**Document passage**.
━━━━━━━━━━

In addition, we found a significant positive association between plasma pro-BNP and plasma IL-6 levels (r = 0.332, p = 0.002; Fig. 2c). There were correlations between IL-6 and FEV1 (r = −0.210, p = 0.058), GOLD stages (r = 0.244, p = 0.027), and CAT groups (r = 0.287, p = 0.009; Table 4).
Table 4.
Spearman correlation analysis of the study parameters with IL-6
| IL-6 | p value | |
|---|---|---|
| Age | 0.077 | 0.493 |
| FEV1 (% predicted) | −0.210 | 0.058 |
| FVC (% predicted) | −0.107 | 0.337 |
| FEV1/FVC | −0.230 | 0.038 |
| GOLD stage | 0.244 | 0.027 |
| SpO2 | −0.196 | 0.078 |
| CAT score | 0.344 | 0.002 |
| Smoking history | 0.141 | 0.284 |
| CAT group | 0.287 | 0.009 |
FEV1, forced expiratory volume in 1 s; FVC, forced volume capacity; SpO2, O2 saturation; GOLD, Global Initiative for Chronic Obstructive Lung Disease; CAT, COPD assessment test.
Discussion
In this study, serum pro-BNP and IL-6 levels were significantly increased with disease severity based on GOLD stages in stable COPD patients, and serum pro-BNP and IL-6 levels were higher in CAT group IV than the other CAT groups. In addition, there was a positive correlation between plasma IL-6 levels and pro-BNP concentrations.
The finding that the plasma concentration of pro-BNP was associated with the degree of reduced SpO2 could probably be due to the presence of hypoxia in patients with severe COPD that leads to an increased secretion of BNP [17]. The probable mechanism of the increased BNP level during exacerbation of COPD was the hypoxia-mediated contraction of small pulmonary arterioles. The arteriole contraction could lead to an increase in pulmonary arterial pressure and the subsequent cardiac stress could cause secretion of BNP [17]. Ishii et al. [18] reported a close association between pulmonary artery pressure and BNP concentrations. These findings showed that patients with stable COPD were under right heart tension and myocardial injury. Patients with BNP secreted in large amounts and impaired cardiac function due to myocardial wall stress as a result of pressure or volume overload were very susceptible to cardiovascular events and death [19]. On the other hand, elevated plasma BNP levels have previously been reported in patients with COPD [20]. However, the increase in serum BNP concentrations is lower in patients with COPD than with cardiac heart failure [21].

━━━━━━━━━━

**Records shown**.
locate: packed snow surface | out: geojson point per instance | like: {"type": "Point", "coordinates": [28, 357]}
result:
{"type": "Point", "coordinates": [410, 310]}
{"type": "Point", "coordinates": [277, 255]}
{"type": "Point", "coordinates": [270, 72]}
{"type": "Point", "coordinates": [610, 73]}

━━━━━━━━━━

**Task objective**.
Judge whether each statement agrees with the COPD study passage. For each one, answer yes or no and quote the passage's deciding words.
1. Plasma pro-BNP and IL-6 levels showed a significant positive association.
2. The increase in serum BNP is greater in patients with COPD than in patients with cardiac heart failure.
3. Serum pro-BNP and IL-6 levels were higher in CAT group IV than in the other CAT groups.

**The answer**.
1. Yes: "we found a significant positive association between plasma pro-BNP and plasma IL-6 levels"
2. No: "the increase in serum BNP concentrations is lower in patients with COPD than with cardiac heart failure"
3. Yes: "serum pro-BNP and IL-6 levels were higher in CAT group IV than the other CAT groups"